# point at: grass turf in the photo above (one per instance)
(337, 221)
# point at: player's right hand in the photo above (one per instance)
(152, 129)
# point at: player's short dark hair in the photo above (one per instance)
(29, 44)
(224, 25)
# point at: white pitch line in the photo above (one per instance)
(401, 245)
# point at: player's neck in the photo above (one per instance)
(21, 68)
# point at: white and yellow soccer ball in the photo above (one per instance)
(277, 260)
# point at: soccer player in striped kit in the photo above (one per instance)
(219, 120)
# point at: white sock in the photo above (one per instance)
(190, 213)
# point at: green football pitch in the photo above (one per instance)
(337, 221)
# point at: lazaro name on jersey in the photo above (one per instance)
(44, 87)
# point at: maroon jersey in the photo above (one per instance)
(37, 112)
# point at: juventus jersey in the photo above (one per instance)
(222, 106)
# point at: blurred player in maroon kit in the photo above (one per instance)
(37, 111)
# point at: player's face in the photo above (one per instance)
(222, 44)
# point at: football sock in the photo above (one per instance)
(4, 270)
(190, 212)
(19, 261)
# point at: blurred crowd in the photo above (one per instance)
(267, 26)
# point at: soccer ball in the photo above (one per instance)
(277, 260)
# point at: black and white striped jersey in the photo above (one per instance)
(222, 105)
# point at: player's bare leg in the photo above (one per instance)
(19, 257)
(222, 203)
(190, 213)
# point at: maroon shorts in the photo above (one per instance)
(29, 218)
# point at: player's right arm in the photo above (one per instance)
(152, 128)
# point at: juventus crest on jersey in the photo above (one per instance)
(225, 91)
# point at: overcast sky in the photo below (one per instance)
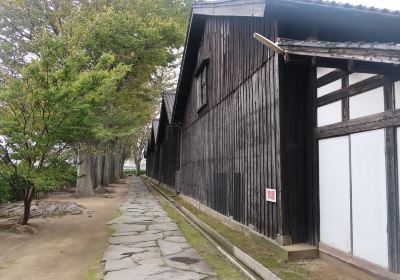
(389, 4)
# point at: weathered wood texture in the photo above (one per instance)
(231, 149)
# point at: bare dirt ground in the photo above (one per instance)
(63, 248)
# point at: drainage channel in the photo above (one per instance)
(250, 267)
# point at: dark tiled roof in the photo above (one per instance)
(169, 100)
(348, 5)
(371, 52)
(341, 45)
(202, 3)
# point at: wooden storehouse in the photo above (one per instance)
(167, 141)
(299, 144)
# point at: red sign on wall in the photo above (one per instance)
(270, 195)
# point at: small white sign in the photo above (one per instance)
(270, 195)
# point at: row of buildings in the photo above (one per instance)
(300, 145)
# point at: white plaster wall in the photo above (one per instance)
(367, 103)
(369, 205)
(334, 192)
(329, 114)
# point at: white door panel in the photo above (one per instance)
(369, 205)
(334, 181)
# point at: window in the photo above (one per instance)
(201, 84)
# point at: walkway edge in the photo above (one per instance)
(254, 266)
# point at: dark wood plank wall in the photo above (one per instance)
(231, 150)
(168, 150)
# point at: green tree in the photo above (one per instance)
(80, 75)
(48, 109)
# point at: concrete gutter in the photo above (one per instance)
(251, 264)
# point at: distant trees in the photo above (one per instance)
(79, 76)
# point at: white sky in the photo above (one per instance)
(388, 4)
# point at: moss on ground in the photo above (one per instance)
(255, 246)
(223, 268)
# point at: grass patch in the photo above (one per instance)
(224, 269)
(257, 247)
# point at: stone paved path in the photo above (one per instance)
(147, 244)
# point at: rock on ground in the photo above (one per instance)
(147, 244)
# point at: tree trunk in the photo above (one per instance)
(107, 168)
(99, 168)
(93, 171)
(27, 205)
(84, 185)
(137, 163)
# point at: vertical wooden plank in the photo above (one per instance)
(392, 184)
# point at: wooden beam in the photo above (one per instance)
(376, 121)
(381, 56)
(330, 77)
(358, 88)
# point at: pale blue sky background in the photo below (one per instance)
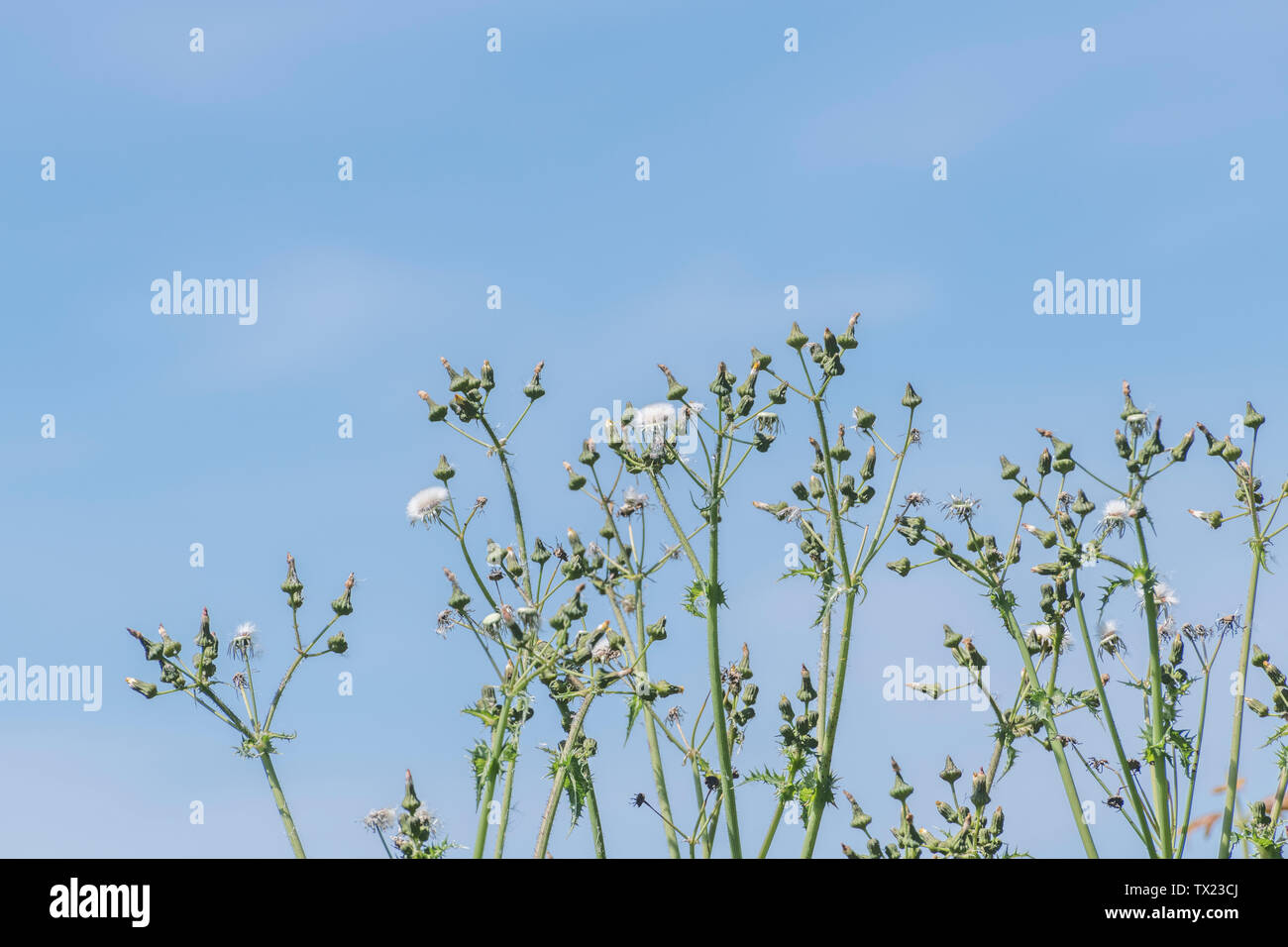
(768, 169)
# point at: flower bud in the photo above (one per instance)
(863, 419)
(575, 479)
(292, 585)
(675, 390)
(344, 605)
(838, 450)
(858, 818)
(1022, 493)
(785, 709)
(1252, 419)
(437, 411)
(142, 686)
(901, 789)
(443, 472)
(870, 464)
(806, 693)
(533, 388)
(979, 789)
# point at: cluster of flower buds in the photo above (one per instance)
(828, 355)
(1279, 697)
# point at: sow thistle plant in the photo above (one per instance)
(971, 832)
(1149, 781)
(200, 681)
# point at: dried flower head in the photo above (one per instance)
(426, 505)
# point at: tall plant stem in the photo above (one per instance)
(730, 802)
(1109, 719)
(1158, 764)
(833, 716)
(505, 802)
(493, 767)
(548, 817)
(1070, 791)
(1232, 780)
(708, 578)
(282, 808)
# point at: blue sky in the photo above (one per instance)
(518, 169)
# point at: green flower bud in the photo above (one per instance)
(1022, 493)
(344, 605)
(858, 818)
(437, 411)
(979, 789)
(575, 479)
(142, 686)
(785, 709)
(443, 472)
(675, 390)
(806, 693)
(1252, 419)
(533, 388)
(292, 585)
(797, 338)
(870, 464)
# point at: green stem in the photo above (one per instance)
(730, 802)
(282, 808)
(1109, 716)
(505, 802)
(1158, 758)
(1070, 791)
(548, 817)
(489, 776)
(1236, 736)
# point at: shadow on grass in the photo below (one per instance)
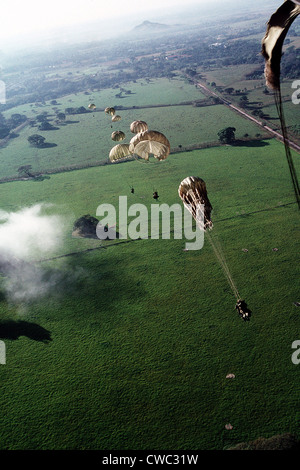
(250, 143)
(47, 145)
(10, 329)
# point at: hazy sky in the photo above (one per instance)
(29, 16)
(23, 20)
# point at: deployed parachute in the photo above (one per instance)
(192, 192)
(150, 142)
(118, 152)
(272, 44)
(138, 126)
(110, 111)
(117, 136)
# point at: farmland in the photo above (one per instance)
(126, 344)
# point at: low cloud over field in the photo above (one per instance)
(27, 236)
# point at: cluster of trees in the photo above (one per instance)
(7, 126)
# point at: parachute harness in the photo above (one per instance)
(200, 210)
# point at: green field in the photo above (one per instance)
(86, 138)
(143, 333)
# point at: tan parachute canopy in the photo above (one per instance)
(192, 191)
(118, 135)
(116, 118)
(138, 126)
(110, 111)
(272, 43)
(150, 142)
(118, 152)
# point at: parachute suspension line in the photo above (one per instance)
(216, 246)
(278, 102)
(220, 255)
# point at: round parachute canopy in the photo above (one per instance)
(116, 118)
(192, 192)
(110, 111)
(138, 126)
(117, 136)
(118, 152)
(150, 142)
(272, 43)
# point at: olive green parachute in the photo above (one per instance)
(150, 142)
(117, 136)
(272, 43)
(110, 111)
(192, 191)
(138, 126)
(118, 152)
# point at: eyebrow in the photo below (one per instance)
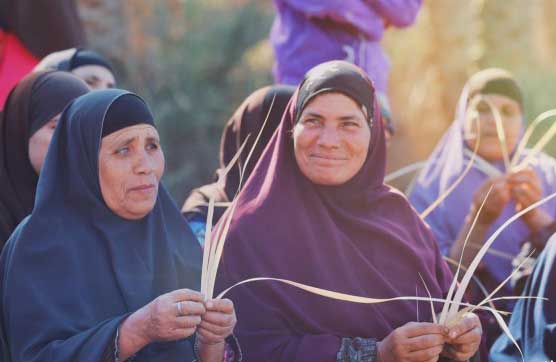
(342, 118)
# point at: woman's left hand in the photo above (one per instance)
(217, 323)
(526, 189)
(464, 338)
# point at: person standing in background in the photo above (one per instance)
(30, 30)
(306, 33)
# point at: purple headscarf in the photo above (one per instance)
(361, 238)
(446, 164)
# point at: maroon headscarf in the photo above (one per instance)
(361, 238)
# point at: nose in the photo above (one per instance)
(329, 138)
(144, 164)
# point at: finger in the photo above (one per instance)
(423, 342)
(453, 354)
(186, 294)
(415, 329)
(182, 333)
(188, 322)
(465, 349)
(220, 305)
(471, 337)
(207, 335)
(215, 329)
(425, 354)
(467, 323)
(192, 308)
(219, 319)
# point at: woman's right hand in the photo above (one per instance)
(497, 199)
(413, 342)
(173, 315)
(170, 317)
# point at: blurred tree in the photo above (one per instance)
(195, 61)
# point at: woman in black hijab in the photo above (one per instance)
(105, 267)
(26, 128)
(247, 121)
(87, 64)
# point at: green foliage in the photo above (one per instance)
(199, 80)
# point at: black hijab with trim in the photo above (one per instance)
(34, 101)
(74, 270)
(246, 122)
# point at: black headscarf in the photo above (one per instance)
(74, 270)
(246, 121)
(44, 26)
(31, 104)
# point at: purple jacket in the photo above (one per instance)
(309, 32)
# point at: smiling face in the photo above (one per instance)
(131, 164)
(331, 139)
(489, 145)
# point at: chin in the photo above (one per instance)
(332, 180)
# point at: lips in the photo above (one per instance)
(328, 158)
(143, 188)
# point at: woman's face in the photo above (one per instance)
(131, 164)
(97, 77)
(331, 139)
(39, 142)
(489, 144)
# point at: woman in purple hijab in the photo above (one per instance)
(511, 189)
(316, 211)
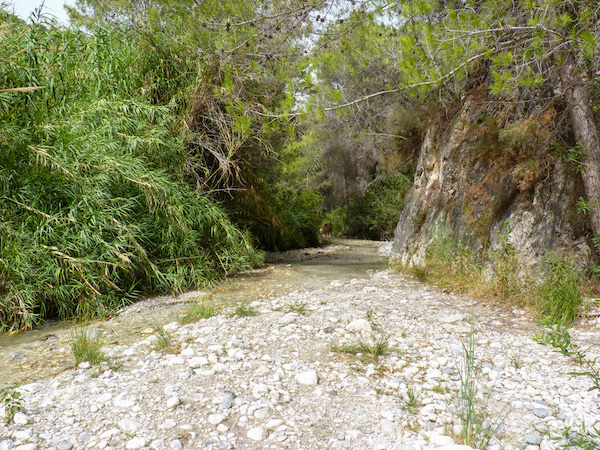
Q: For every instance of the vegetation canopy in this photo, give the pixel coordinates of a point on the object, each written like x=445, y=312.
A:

→ **TASK INSTRUCTIONS**
An exact copy is needed of every line from the one holding "# point at: nose" to the end of the entries above, both ends kept and each picture dropped.

→ **RESULT OF THE TASK**
# point at: nose in the photo above (one per instance)
(329, 138)
(144, 164)
# point at: finger in the photo above (one per instance)
(423, 342)
(453, 354)
(186, 294)
(415, 329)
(182, 333)
(188, 322)
(465, 349)
(220, 305)
(471, 337)
(207, 335)
(215, 329)
(425, 354)
(467, 323)
(192, 308)
(219, 319)
# point at: woman's right hand in the photo above (one per instance)
(497, 199)
(413, 342)
(173, 315)
(170, 317)
# point at: blurred tree in the photo above (one per instance)
(195, 61)
# point at: woman in black hijab in the photo above (one per instance)
(105, 267)
(26, 128)
(247, 121)
(87, 64)
# point at: green foliage in the photo above (one per instance)
(199, 80)
# point at: black hijab with trim in the photo above (one per instance)
(34, 101)
(74, 270)
(246, 122)
# point at: black headscarf in the photo above (one per instance)
(74, 270)
(246, 121)
(44, 26)
(31, 104)
# point at: purple jacket in the photo above (one per instance)
(309, 32)
# point at: smiling face in the photo above (one per instance)
(131, 164)
(331, 139)
(489, 145)
# point at: chin in the photo above (one per instance)
(332, 180)
# point at: lips in the photo above (one per instance)
(328, 158)
(143, 188)
# point at: woman's face in the photo above (one per instance)
(131, 164)
(97, 77)
(331, 139)
(39, 142)
(489, 144)
# point at: woman in purple hijab in the photo above (one per instance)
(511, 189)
(316, 211)
Q: For every instance of the vegetation canopy in this photo, give the pixel coordinates of a point on the object, each written like x=445, y=312.
A:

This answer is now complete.